The principle studies on video surveillance have been conducted in the UK, where surveillance cameras are pervasive. Those studies, which have been commissioned by the British Home Office, have found varying results when they look at individual camera sites in isolation. However, the best studies combine results from multiple camera sites in a meta-analysis, which eliminates anomalies. The two main meta-analyses conducted for the British Home Office show that video surveillance has no impact on crime whatsoever.
Video surveillance systems are more disparate and at various levels of operability in the United States. As such, fewer independent studies of their efficacy exist. However, preliminary studies of surveillance cameras in California show similar results to studies conducted in the UK: Cameras having little to no effect on crime reduction.
This White Paper is based on a literature review of major studies of video surveillance from 2000 to 2008. It examines the key meta-analyses from the UK, discusses the major difficulties in determining the impact of video surveillance on crime, and describes preliminary studies conducted in the US.
The major findings of these studies should, at a minimum, be part of the debate around surveillance cameras.
An increasing number of American cities and towns are currently investing millions of taxpayer dollars in surveillance camera systems. But few are closely examining the costs and benefits of those investments, or creating mechanisms for measuring those costs and benefits over time. There is extensive academic literature on the subject—studies carried out over many years—and that research strongly indicates the following:
Meta-analyses (studies that average the results of multiple studies) in the UK show that video surveillance has no statistically significant impact on crime.
Preliminary studies on video surveillance systems in the US show little to no positive impact on crime.
This White Paper is based upon a literature review of independent studies on the effect of video
surveillance on crime rates from 2000 to 2008, particularly meta-analyses that aggregate data from several studies. It surveys what these meta-analyses have found, the methodological difficulties of studying video surveillance systems in isolation, and preliminary results from studies in the US. The major findings of these studies should, at a minimum, be part of the debate around surveillance cameras.
DIFFICULTIES OF STUDYING SURVEILLANCE SYSTEMS
Measuring the success of public video surveillance systems is complex, because there are always innumerable factors that can explain a rise or fall in crime rates. Simply showing an increase or decrease in reported crime in an area under surveillance does not take into account general trends in crime and crime reporting, additional police in the areas under surveillance, better lighting, and perhaps most importantly, the possible displacement of crime to other areas not under surveillance.
Several factors in particular make it difficult to assess the effectiveness of surveillance cameras:
- Displacement. Displacement complicates attempts to measure the impact of surveillance cameras on crime rates, because it means that the control area cannot be too close in proximity to the cameras. For example, in looking at a downtown district and comparing the number of muggings on particular blocks, one might reasonably assume that if the rate of muggings increase near an area that is being monitored by cameras, and decrease in the area being directly monitored, then the cameras have been effective in reducing muggings. However, it could also be reasonably assumed that the placement of the cameras on a particular block in fact pushed the muggings into surrounding areas, and did not reduce crime overall. This is really a problem of interpretation, not data, and as a result, displacement can be extraordinarily difficult to show.

◆ EXTRACTED INFORMATION ◆
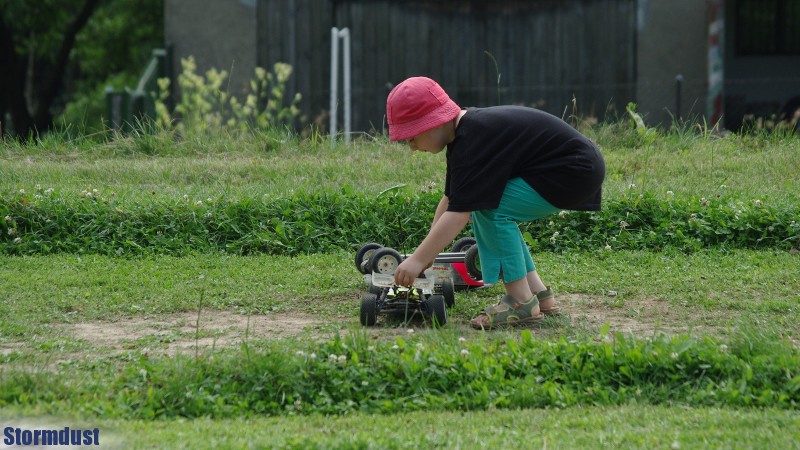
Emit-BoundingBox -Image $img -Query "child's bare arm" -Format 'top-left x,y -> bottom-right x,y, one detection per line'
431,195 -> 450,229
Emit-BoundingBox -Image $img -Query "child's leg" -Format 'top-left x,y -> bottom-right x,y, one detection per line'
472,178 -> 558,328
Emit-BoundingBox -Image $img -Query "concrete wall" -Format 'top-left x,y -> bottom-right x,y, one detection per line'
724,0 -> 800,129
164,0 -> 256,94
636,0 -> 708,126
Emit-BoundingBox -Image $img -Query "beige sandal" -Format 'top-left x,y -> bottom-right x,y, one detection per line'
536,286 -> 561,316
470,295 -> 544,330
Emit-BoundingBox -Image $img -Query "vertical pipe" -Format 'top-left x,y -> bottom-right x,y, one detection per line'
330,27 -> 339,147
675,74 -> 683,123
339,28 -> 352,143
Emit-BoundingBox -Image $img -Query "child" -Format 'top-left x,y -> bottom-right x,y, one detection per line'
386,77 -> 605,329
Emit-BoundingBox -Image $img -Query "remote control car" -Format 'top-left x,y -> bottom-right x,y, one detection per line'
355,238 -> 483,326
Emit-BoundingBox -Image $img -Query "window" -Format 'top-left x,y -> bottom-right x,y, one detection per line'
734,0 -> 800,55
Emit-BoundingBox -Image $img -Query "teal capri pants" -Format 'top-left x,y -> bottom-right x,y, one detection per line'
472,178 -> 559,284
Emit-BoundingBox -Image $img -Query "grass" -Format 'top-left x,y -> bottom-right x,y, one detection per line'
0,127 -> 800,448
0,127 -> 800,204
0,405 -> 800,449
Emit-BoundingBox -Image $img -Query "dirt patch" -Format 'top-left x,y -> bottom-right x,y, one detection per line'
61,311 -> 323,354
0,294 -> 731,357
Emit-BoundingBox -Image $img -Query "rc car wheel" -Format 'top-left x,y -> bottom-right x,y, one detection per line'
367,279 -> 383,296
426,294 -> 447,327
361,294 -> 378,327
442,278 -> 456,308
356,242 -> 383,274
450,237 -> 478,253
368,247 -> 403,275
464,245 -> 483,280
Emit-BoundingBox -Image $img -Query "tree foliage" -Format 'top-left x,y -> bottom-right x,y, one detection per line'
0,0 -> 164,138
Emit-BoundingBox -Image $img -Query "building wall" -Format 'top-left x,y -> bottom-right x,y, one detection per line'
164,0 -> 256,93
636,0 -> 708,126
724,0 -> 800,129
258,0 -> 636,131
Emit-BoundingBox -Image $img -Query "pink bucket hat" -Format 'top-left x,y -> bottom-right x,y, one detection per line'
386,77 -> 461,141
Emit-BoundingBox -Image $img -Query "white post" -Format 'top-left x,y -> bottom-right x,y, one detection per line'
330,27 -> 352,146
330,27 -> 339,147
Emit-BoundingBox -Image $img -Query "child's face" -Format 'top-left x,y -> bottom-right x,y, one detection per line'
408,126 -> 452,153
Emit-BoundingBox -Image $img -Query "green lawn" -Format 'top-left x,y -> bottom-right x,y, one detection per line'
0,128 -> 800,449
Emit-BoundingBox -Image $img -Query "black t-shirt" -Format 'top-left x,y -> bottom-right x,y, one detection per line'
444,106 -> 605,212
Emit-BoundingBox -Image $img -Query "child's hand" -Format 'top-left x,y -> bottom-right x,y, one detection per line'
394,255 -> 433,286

---

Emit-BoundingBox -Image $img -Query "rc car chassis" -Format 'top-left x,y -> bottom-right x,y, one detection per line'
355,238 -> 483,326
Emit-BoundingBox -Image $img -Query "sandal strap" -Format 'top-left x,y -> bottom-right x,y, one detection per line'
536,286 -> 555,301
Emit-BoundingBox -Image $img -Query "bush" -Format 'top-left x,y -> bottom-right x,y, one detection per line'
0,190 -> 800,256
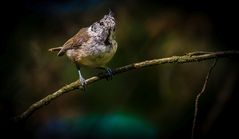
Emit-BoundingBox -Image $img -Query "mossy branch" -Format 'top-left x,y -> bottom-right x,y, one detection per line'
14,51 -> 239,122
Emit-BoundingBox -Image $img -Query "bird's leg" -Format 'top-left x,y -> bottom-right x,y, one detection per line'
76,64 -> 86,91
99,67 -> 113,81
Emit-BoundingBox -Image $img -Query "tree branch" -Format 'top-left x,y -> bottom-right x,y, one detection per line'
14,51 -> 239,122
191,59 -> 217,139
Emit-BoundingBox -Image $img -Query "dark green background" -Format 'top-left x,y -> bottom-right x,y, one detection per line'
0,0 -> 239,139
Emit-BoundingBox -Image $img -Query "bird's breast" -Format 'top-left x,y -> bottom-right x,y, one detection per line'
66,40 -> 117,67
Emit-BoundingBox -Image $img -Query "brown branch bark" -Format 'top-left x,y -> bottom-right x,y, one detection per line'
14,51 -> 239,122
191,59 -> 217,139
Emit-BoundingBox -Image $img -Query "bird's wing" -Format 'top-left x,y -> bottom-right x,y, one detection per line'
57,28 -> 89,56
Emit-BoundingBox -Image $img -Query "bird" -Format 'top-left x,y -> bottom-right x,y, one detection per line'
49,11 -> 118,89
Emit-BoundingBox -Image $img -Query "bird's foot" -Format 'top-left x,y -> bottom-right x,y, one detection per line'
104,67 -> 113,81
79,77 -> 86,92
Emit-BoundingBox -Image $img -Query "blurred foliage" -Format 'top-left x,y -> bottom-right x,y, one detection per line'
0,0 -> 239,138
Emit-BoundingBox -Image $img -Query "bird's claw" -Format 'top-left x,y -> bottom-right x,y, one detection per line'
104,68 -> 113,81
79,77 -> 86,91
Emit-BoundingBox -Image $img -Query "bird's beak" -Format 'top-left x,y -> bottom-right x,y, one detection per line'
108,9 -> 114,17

* * *

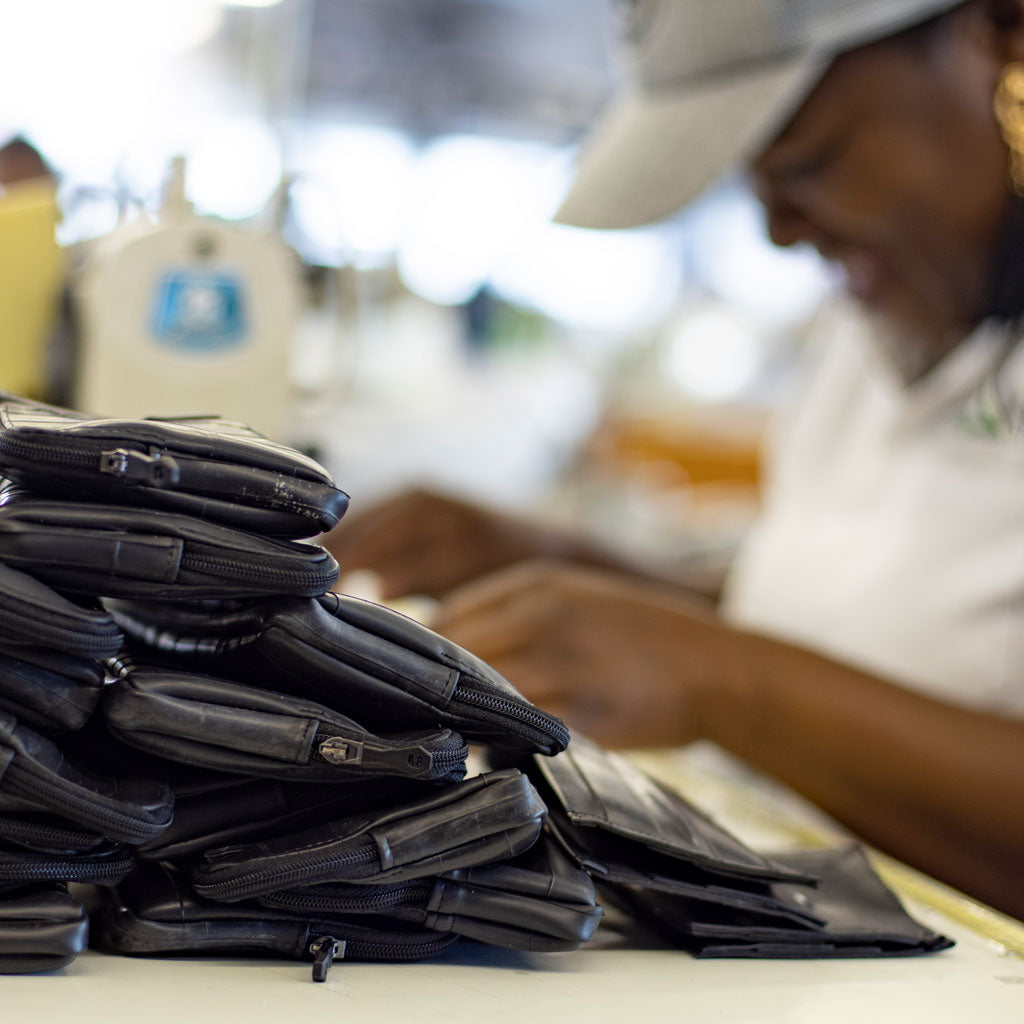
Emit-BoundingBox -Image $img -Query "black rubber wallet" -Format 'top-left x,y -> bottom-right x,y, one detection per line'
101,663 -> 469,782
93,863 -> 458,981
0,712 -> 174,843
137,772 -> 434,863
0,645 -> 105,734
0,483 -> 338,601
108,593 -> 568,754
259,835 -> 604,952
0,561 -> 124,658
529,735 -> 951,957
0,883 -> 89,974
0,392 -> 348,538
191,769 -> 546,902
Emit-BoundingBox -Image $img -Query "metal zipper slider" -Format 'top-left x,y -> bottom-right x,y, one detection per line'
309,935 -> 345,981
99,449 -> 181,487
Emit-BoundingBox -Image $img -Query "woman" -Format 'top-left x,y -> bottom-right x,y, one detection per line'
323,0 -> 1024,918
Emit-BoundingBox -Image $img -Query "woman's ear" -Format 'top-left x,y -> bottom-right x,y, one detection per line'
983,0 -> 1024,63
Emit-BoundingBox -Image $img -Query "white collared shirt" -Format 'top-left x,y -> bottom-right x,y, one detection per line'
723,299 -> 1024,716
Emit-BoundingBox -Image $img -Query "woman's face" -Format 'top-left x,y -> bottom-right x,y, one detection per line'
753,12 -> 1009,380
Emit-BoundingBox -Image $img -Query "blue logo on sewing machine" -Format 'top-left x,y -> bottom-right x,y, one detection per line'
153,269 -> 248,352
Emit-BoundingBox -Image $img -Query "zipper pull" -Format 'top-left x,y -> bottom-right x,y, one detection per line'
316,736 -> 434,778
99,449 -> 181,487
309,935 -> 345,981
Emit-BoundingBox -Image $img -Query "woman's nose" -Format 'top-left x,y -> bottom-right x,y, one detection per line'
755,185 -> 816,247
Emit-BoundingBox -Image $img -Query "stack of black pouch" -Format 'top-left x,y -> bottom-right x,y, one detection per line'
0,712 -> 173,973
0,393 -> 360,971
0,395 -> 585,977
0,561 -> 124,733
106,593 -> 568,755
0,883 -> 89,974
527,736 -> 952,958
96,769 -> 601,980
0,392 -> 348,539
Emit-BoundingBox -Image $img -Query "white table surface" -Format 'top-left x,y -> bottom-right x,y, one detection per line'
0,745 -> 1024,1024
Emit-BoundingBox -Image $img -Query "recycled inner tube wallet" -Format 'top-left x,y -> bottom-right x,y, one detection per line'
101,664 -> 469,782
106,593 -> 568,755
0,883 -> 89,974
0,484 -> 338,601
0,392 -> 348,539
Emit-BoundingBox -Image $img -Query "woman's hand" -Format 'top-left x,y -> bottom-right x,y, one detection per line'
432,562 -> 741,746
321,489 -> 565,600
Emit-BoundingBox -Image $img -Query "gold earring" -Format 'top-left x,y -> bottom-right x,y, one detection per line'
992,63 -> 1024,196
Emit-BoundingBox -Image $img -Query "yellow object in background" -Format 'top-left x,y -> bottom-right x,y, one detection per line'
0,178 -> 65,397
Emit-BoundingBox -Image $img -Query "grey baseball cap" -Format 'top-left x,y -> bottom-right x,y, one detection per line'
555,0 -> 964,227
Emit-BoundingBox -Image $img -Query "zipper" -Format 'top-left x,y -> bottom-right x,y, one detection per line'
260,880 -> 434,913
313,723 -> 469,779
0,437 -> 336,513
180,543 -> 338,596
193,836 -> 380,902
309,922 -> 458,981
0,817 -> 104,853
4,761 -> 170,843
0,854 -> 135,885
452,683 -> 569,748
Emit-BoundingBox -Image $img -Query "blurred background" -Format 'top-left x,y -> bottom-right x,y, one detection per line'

◆ THE TASKS ◆
- 1) Using the text on video surveillance and crime, decide whether each statement agrees with it: (a) the review covers studies from 2000 to 2008; (b) many independent studies of camera efficacy exist in the United States; (c) the two main meta-analyses for the British Home Office found that video surveillance reduced crime. Answer each with yes or no and quote the words from the text that decide it.
- 2) According to the text on video surveillance and crime, in which US state were the preliminary studies of surveillance cameras conducted?
- 3) Write the next part of the text on video surveillance and crime, picking up after its last sentence.
The items play no part in this work.

◆ ANSWERS TO THE TASKS ◆
- 1)
(a) Yes: "This White Paper is based on a literature review of major studies of video surveillance from 2000 to 2008."
(b) No: "As such, fewer independent studies of their efficacy exist."
(c) No: "The two main meta-analyses conducted for the British Home Office show that video surveillance has no impact on crime whatsoever."

- 2) California.

- 3)
- Confounding variables. It can be inaccurate to extrapolate success from specific locations to general areas. For example, enclosed places such as parking lots tend to produce better outcomes than outdoor areas. In addition, other factors such as increased police presence and better lighting in areas under surveillance make it difficult to conclude which intervention is most effective. It is unclear in many studies that appear to show success whether surveillance cameras had a positive impact in combination with improved lighting, or whether the improved lighting might accomplish the positive outcome on its own. Studies vary on the degree to which they take confounding factors into account.
Because of these problems, individual video surveillance studies may not be reliable on their own. In evaluating the merits of video surveillance it is important to look at the overall trend of multiple studies and place particular reliance on studies with rigorous methodology. For this reason, the UK Home Office has adopted the meta-analysis as the best statistical tool for studying the efficacy of surveillance cameras.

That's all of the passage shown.